I didn’t quite understand him, so I asked him to illuminate. He told me that, as he lived on a farm, his family never wanted for food, not like most others in the country, who were on rations. At his farm they had plenty of eggs, milk, butter and cheese, as well as chickens to eat. He also said that although life was not normal for most people, as he lived in the countryside, they were away from all the air raids, search lights and soldiers etc.; so he and his friends had great fun. He said he remembered clearly a time when they got metal buckets and thick sticks and hid behind a hedge. There was a muddy ditch in front of this particular hedge The boys knew members of the Home Guard (an army of volunteer civilians formed in the United Kingdom during World War II to help protect and police the country), always passed this way on their bikes, at this time of the day. When this little, motley group of men came pedalling up the lane, all the boys started circling their sticks in the metal buckets! All the soldiers wobbled about on their bikes in panic, veering in all directions! They really thought there had been an invasion and they were being attacked by machine gun fire. They promptly fell off their bikes and scrambled into the muddy ditch. Slopping about in the mire, covered in sticks, straw, brambles and mud, they cautiously peered over the top, in dread.
Naughty, naughty boys!
Britain became a realm, battered by bombs and doodlebugs at this time, causing indescribable destruction, devastation and distress but life still went on and I suppose, the sheer resilience of the people of this tiny Island is something that inspires writers and story-telling. I am in no way an advocate of war and The Life in the Wood with Joni-Pip is not about war; it is, as you say in your question simply set in this difficult time. I just wanted to portray how people did continue to live their lives, despite the horrors of that, which was going on around them.

> _DATA ENTRIES_:

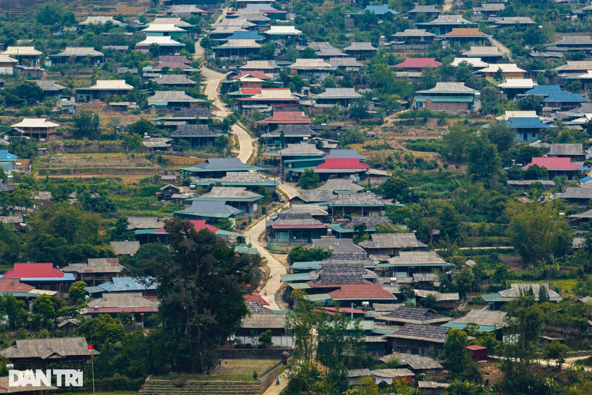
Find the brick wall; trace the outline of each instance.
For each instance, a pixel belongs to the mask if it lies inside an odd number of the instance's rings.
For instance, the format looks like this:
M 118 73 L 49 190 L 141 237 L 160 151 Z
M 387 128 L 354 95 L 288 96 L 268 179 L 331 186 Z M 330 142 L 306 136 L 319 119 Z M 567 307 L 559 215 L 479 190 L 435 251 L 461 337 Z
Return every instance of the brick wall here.
M 216 352 L 224 359 L 281 359 L 282 353 L 288 351 L 294 352 L 292 348 L 234 348 L 233 349 L 218 349 Z

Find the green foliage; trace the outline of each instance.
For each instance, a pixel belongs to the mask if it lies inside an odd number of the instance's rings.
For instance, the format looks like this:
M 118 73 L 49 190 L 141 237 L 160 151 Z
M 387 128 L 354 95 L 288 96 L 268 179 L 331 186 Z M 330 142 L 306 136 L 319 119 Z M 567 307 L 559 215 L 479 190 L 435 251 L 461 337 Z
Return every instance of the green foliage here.
M 304 248 L 297 244 L 288 253 L 288 262 L 291 265 L 295 262 L 313 262 L 323 261 L 331 256 L 332 251 L 325 252 L 322 247 Z
M 305 169 L 298 178 L 298 182 L 303 190 L 312 190 L 317 187 L 318 180 L 318 174 L 314 172 L 314 169 Z

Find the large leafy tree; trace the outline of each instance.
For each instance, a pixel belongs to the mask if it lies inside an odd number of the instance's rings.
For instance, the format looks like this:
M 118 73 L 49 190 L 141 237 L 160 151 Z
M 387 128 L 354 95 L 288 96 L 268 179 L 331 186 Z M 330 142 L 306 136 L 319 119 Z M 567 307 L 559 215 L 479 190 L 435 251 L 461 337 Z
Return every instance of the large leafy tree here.
M 211 353 L 240 326 L 243 296 L 259 281 L 259 256 L 237 255 L 207 229 L 167 221 L 172 251 L 152 269 L 158 281 L 163 330 L 174 343 L 173 368 L 195 371 L 200 353 Z

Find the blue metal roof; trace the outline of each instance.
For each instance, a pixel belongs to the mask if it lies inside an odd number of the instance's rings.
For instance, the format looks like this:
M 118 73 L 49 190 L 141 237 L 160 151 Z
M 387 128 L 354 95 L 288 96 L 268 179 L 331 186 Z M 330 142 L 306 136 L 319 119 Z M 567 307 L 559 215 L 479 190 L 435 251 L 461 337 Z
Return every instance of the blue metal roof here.
M 532 89 L 526 91 L 525 95 L 564 95 L 567 94 L 559 85 L 535 85 Z
M 6 159 L 6 160 L 12 160 L 18 159 L 18 156 L 17 155 L 13 155 L 11 153 L 8 153 L 8 150 L 7 149 L 0 149 L 0 160 Z
M 153 284 L 147 287 L 140 282 L 139 278 L 134 277 L 113 277 L 112 280 L 105 284 L 99 284 L 99 287 L 107 292 L 121 292 L 122 291 L 141 291 L 142 290 L 156 290 L 156 284 Z M 147 282 L 152 281 L 152 277 L 142 277 Z
M 561 95 L 549 95 L 548 97 L 543 100 L 543 103 L 547 102 L 587 103 L 588 101 L 580 94 L 564 93 Z
M 391 9 L 388 5 L 366 5 L 365 9 L 362 9 L 357 13 L 363 14 L 366 11 L 370 11 L 377 15 L 384 15 L 387 12 L 391 12 L 395 15 L 399 14 L 399 12 Z
M 509 127 L 522 128 L 522 127 L 540 127 L 549 128 L 555 127 L 551 125 L 548 125 L 540 121 L 538 117 L 532 118 L 510 118 L 506 121 L 506 126 Z

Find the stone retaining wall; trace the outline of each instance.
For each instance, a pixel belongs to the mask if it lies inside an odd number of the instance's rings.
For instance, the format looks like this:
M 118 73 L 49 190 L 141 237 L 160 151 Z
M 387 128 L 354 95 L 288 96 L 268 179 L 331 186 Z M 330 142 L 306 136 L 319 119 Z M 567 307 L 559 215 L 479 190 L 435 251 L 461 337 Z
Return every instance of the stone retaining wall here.
M 281 359 L 282 353 L 294 352 L 292 348 L 233 348 L 218 349 L 216 352 L 223 359 Z

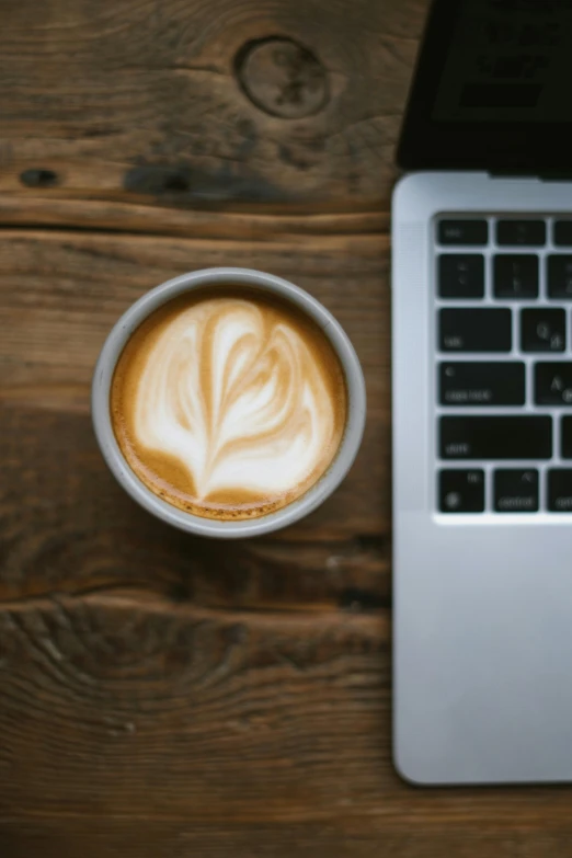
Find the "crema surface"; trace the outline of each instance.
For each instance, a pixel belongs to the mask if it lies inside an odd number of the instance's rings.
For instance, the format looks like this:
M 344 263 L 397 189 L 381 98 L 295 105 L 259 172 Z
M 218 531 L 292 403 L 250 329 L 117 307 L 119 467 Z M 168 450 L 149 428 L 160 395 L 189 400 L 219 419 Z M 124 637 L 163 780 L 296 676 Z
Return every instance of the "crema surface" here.
M 190 293 L 151 314 L 119 357 L 114 432 L 135 473 L 208 518 L 265 515 L 331 465 L 347 394 L 328 339 L 250 290 Z

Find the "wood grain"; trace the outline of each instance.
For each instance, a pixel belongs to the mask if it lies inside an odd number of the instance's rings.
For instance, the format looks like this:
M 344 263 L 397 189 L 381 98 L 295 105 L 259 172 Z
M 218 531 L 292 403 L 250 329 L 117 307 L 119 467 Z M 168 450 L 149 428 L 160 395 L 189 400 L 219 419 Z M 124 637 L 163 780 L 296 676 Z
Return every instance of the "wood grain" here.
M 26 174 L 49 198 L 387 208 L 426 7 L 1 0 L 0 191 L 26 193 Z M 277 36 L 324 70 L 314 115 L 270 115 L 241 89 L 239 53 Z
M 426 8 L 0 0 L 0 858 L 572 854 L 569 789 L 390 758 L 388 211 Z M 137 507 L 89 415 L 119 313 L 226 264 L 323 301 L 369 398 L 335 495 L 236 546 Z
M 185 856 L 478 856 L 494 844 L 518 856 L 564 844 L 567 789 L 400 781 L 388 639 L 387 613 L 317 624 L 101 594 L 10 607 L 0 836 L 15 855 L 42 838 L 48 855 L 114 855 L 128 840 L 126 854 L 144 856 L 173 838 Z
M 26 497 L 37 500 L 38 483 L 44 487 L 39 495 L 53 495 L 61 469 L 72 473 L 73 481 L 61 495 L 65 512 L 57 527 L 73 533 L 75 518 L 87 515 L 90 508 L 90 487 L 99 485 L 100 474 L 105 474 L 104 485 L 111 485 L 89 420 L 91 375 L 111 327 L 146 289 L 175 274 L 209 265 L 245 265 L 294 279 L 328 306 L 354 341 L 366 374 L 369 420 L 359 457 L 341 491 L 314 516 L 291 528 L 289 538 L 387 538 L 387 239 L 324 236 L 307 240 L 304 247 L 302 253 L 296 239 L 222 242 L 55 230 L 1 231 L 0 403 L 7 414 L 0 443 L 8 445 L 4 460 L 15 462 L 15 472 L 7 484 L 18 481 L 20 469 L 27 464 L 28 472 L 36 477 Z M 35 412 L 26 419 L 25 408 L 66 416 L 48 417 Z M 71 417 L 71 412 L 77 416 Z M 50 444 L 45 444 L 46 437 Z M 91 461 L 95 464 L 88 469 L 85 462 Z M 95 495 L 96 503 L 108 502 L 105 492 L 108 494 L 108 489 Z M 122 499 L 122 507 L 129 504 L 127 497 Z M 112 518 L 116 515 L 114 510 Z

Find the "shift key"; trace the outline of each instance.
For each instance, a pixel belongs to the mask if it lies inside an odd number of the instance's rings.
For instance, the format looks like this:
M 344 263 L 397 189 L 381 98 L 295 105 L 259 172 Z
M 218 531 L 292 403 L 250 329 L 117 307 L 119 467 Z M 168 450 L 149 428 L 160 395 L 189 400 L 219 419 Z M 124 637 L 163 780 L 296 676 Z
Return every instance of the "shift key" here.
M 512 313 L 504 307 L 447 308 L 439 312 L 443 352 L 510 352 Z
M 550 459 L 552 417 L 455 416 L 441 419 L 443 459 Z

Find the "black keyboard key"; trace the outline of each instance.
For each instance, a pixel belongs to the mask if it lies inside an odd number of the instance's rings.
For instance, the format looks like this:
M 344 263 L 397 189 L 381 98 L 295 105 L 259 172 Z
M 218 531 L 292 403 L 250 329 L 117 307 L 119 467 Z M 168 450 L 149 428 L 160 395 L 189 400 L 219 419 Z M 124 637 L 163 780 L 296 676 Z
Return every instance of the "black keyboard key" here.
M 523 363 L 447 363 L 439 366 L 442 405 L 524 405 Z
M 485 220 L 439 220 L 439 244 L 487 244 L 489 225 Z
M 548 508 L 551 513 L 572 513 L 572 470 L 548 471 Z
M 484 256 L 478 253 L 446 253 L 438 261 L 442 298 L 482 298 Z
M 572 364 L 561 361 L 535 366 L 535 402 L 572 407 Z
M 546 244 L 546 224 L 544 220 L 499 220 L 496 243 L 541 247 Z
M 443 459 L 550 459 L 552 417 L 442 417 L 439 451 Z
M 539 307 L 520 311 L 523 352 L 563 352 L 565 347 L 565 310 Z
M 484 471 L 447 470 L 439 473 L 442 513 L 482 513 L 484 511 Z
M 441 310 L 439 345 L 443 352 L 510 352 L 512 327 L 507 308 Z
M 549 297 L 572 301 L 572 256 L 560 253 L 547 260 Z
M 494 296 L 510 300 L 538 298 L 538 256 L 497 254 L 494 258 Z
M 561 453 L 563 459 L 572 459 L 572 417 L 562 417 L 561 428 Z
M 572 248 L 572 220 L 556 221 L 554 244 L 559 248 Z
M 495 471 L 494 508 L 497 513 L 537 513 L 538 471 Z

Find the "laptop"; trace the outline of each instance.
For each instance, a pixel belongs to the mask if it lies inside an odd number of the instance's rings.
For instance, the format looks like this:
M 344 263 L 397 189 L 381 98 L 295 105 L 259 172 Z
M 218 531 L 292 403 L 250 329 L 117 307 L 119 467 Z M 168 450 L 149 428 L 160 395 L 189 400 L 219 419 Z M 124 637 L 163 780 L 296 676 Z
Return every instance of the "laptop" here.
M 393 751 L 572 780 L 572 0 L 436 0 L 392 204 Z

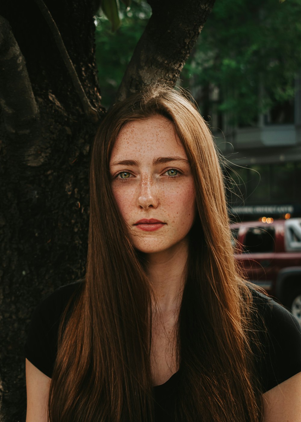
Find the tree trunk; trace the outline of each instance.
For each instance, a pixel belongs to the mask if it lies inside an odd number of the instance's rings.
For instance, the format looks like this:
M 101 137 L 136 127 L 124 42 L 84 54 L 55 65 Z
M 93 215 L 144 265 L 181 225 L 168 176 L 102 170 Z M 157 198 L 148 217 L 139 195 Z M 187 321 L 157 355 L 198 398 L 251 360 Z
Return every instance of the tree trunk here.
M 60 41 L 38 7 L 43 2 L 35 1 L 0 5 L 0 421 L 5 422 L 25 420 L 23 348 L 33 309 L 55 289 L 85 273 L 89 150 L 105 113 L 95 62 L 96 2 L 45 2 L 74 65 L 77 87 Z M 208 2 L 211 7 L 213 3 Z M 159 3 L 153 3 L 156 17 L 140 42 L 140 51 L 161 30 Z M 206 10 L 207 14 L 210 8 Z M 185 20 L 172 57 L 172 39 L 167 39 L 160 58 L 153 50 L 141 62 L 145 76 L 131 65 L 126 78 L 136 81 L 125 79 L 121 96 L 156 80 L 161 68 L 160 77 L 175 81 L 187 46 L 204 23 L 196 22 L 194 10 L 190 13 L 193 24 L 189 29 Z M 180 24 L 178 14 L 173 19 Z

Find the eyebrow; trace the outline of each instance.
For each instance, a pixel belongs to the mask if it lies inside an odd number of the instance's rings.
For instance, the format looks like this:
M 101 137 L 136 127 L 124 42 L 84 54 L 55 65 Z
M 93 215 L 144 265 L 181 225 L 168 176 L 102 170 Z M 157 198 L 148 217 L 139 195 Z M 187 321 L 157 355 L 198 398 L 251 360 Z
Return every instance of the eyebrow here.
M 156 165 L 157 164 L 165 164 L 167 162 L 170 162 L 171 161 L 183 161 L 184 162 L 189 163 L 188 160 L 181 157 L 173 156 L 169 157 L 158 157 L 157 158 L 154 158 L 153 160 L 153 165 Z M 114 161 L 112 163 L 112 166 L 114 165 L 132 165 L 136 166 L 139 167 L 141 165 L 140 161 L 137 161 L 134 160 L 125 160 L 121 161 Z

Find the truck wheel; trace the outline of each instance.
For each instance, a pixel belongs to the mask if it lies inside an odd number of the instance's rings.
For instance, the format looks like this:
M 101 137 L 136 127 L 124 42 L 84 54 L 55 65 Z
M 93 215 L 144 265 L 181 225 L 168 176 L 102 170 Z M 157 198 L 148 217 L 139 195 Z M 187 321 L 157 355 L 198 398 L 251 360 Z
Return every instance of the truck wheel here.
M 301 292 L 296 292 L 291 302 L 290 308 L 292 314 L 301 323 Z

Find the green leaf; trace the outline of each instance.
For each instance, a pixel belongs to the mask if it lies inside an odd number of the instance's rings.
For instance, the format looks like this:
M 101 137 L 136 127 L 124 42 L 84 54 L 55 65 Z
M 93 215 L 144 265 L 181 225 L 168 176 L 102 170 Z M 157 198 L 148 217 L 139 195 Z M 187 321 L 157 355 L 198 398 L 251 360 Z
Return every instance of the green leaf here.
M 132 3 L 132 0 L 121 0 L 121 3 L 126 5 L 126 7 L 129 7 Z
M 118 29 L 121 24 L 117 0 L 102 0 L 101 8 L 110 22 L 112 30 L 114 32 Z

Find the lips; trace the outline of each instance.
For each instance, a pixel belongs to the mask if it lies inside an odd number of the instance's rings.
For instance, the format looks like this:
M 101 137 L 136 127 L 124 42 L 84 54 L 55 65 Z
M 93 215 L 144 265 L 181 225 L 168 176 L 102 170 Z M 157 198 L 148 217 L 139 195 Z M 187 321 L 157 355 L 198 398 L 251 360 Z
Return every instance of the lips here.
M 149 219 L 142 218 L 136 222 L 134 225 L 136 226 L 140 230 L 143 230 L 145 232 L 153 232 L 161 228 L 166 223 L 155 218 L 150 218 Z

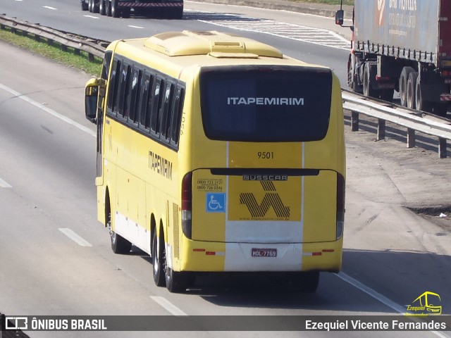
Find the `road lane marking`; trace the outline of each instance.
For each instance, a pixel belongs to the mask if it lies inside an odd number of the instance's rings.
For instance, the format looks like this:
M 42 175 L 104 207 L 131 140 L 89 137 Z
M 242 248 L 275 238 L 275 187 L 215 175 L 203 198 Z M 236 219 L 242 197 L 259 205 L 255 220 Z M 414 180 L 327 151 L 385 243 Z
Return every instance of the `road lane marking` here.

> _STATED PROBLEM_: Can you retype the part of the wartime recollection above that begins at the words "Britain became a" and stops after "on around them."?

> _PROBLEM SOLUTION_:
Britain became a realm, battered by bombs and doodlebugs at this time, causing indescribable destruction, devastation and distress but life still went on and I suppose, the sheer resilience of the people of this tiny Island is something that inspires writers and story-telling. I am in no way an advocate of war and The Life in the Wood with Joni-Pip is not about war; it is, as you say in your question simply set in this difficult time. I just wanted to portray how people did continue to live their lives, despite the horrors of that, which was going on around them.